STATED EXERCISE: Put everything from the line containing "# Provide the mask of every instance of the shrub." down to the end of the records into a two-column CSV with the header input,output. Give one row per record in that span, with its text under input and its answer under output, each field quoted and its line breaks replaced by spaces.

##############################

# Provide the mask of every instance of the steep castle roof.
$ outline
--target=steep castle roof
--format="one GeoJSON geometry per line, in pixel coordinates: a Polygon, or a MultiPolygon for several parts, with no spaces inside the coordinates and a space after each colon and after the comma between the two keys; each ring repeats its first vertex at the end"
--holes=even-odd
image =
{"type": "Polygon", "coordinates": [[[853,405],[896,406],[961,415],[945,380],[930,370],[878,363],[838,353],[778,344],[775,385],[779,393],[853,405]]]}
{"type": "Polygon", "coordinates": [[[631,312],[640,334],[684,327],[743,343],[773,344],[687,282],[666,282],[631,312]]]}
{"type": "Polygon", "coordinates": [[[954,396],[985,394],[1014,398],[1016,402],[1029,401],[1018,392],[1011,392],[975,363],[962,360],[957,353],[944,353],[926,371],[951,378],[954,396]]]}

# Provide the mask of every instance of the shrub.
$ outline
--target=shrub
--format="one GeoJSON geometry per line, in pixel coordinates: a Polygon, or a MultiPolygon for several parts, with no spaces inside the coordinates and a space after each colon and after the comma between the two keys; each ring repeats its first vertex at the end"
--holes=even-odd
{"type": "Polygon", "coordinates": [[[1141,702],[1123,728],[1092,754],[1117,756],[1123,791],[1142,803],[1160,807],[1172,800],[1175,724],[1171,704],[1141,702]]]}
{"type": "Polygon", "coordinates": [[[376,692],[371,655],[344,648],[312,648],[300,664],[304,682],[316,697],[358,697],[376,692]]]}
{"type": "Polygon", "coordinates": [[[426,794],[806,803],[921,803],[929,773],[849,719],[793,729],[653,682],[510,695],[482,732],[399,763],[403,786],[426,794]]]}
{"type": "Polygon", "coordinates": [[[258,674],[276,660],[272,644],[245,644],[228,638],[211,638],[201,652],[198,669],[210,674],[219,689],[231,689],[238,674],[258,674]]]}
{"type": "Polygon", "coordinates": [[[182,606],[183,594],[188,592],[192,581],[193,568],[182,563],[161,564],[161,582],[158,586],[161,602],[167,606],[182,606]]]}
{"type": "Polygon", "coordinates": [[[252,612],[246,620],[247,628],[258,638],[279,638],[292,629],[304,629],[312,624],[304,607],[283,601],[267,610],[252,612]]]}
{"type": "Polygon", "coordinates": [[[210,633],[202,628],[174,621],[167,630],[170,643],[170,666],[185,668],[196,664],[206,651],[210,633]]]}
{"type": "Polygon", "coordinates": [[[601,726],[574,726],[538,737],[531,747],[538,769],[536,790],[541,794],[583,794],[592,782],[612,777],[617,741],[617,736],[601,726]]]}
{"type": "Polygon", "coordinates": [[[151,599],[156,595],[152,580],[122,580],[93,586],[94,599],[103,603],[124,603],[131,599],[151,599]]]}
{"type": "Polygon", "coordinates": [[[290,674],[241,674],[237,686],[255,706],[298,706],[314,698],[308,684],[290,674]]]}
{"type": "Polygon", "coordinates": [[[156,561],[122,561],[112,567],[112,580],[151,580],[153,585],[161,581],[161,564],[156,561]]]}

##############################

FINISHED EXERCISE:
input,output
"# Provide the mask of every instance of the shrub. $ outline --target=shrub --format=""one GeoJSON geometry per line, in pixel coordinates: a Polygon, or a MultiPolygon for several parts, with no spaces inside the coordinates and a space after each colon and after the comma between the two keys; each ring repeats its first vertex at the end"" --holes=even-odd","{""type"": ""Polygon"", ""coordinates"": [[[1141,702],[1123,728],[1092,754],[1117,756],[1123,791],[1142,803],[1160,807],[1172,800],[1175,724],[1171,704],[1141,702]]]} {""type"": ""Polygon"", ""coordinates"": [[[376,692],[371,655],[344,648],[312,648],[300,664],[304,682],[316,697],[358,697],[376,692]]]} {""type"": ""Polygon"", ""coordinates"": [[[426,794],[806,803],[921,803],[929,773],[849,719],[793,729],[653,682],[510,695],[482,732],[399,763],[403,786],[426,794]]]} {""type"": ""Polygon"", ""coordinates"": [[[258,674],[276,660],[272,644],[245,644],[228,638],[211,638],[201,652],[198,669],[210,674],[219,689],[231,689],[238,674],[258,674]]]} {""type"": ""Polygon"", ""coordinates"": [[[182,606],[183,594],[188,592],[192,581],[193,568],[182,563],[161,564],[161,582],[158,586],[161,602],[167,606],[182,606]]]} {""type"": ""Polygon"", ""coordinates"": [[[252,612],[246,620],[247,628],[258,638],[279,638],[292,629],[304,629],[312,624],[304,607],[283,601],[267,610],[252,612]]]} {""type"": ""Polygon"", ""coordinates"": [[[210,633],[202,628],[174,621],[167,630],[170,643],[170,666],[185,668],[196,664],[206,651],[210,633]]]} {""type"": ""Polygon"", ""coordinates"": [[[601,726],[574,726],[538,737],[531,747],[538,769],[536,790],[541,794],[583,794],[592,782],[612,777],[617,741],[617,736],[601,726]]]} {""type"": ""Polygon"", ""coordinates"": [[[151,599],[156,595],[152,580],[122,580],[93,586],[94,599],[103,603],[124,603],[131,599],[151,599]]]} {""type"": ""Polygon"", ""coordinates"": [[[290,674],[241,674],[237,686],[255,706],[298,706],[314,698],[308,684],[290,674]]]} {""type"": ""Polygon"", ""coordinates"": [[[156,561],[122,561],[112,567],[112,580],[151,580],[153,585],[161,581],[161,564],[156,561]]]}"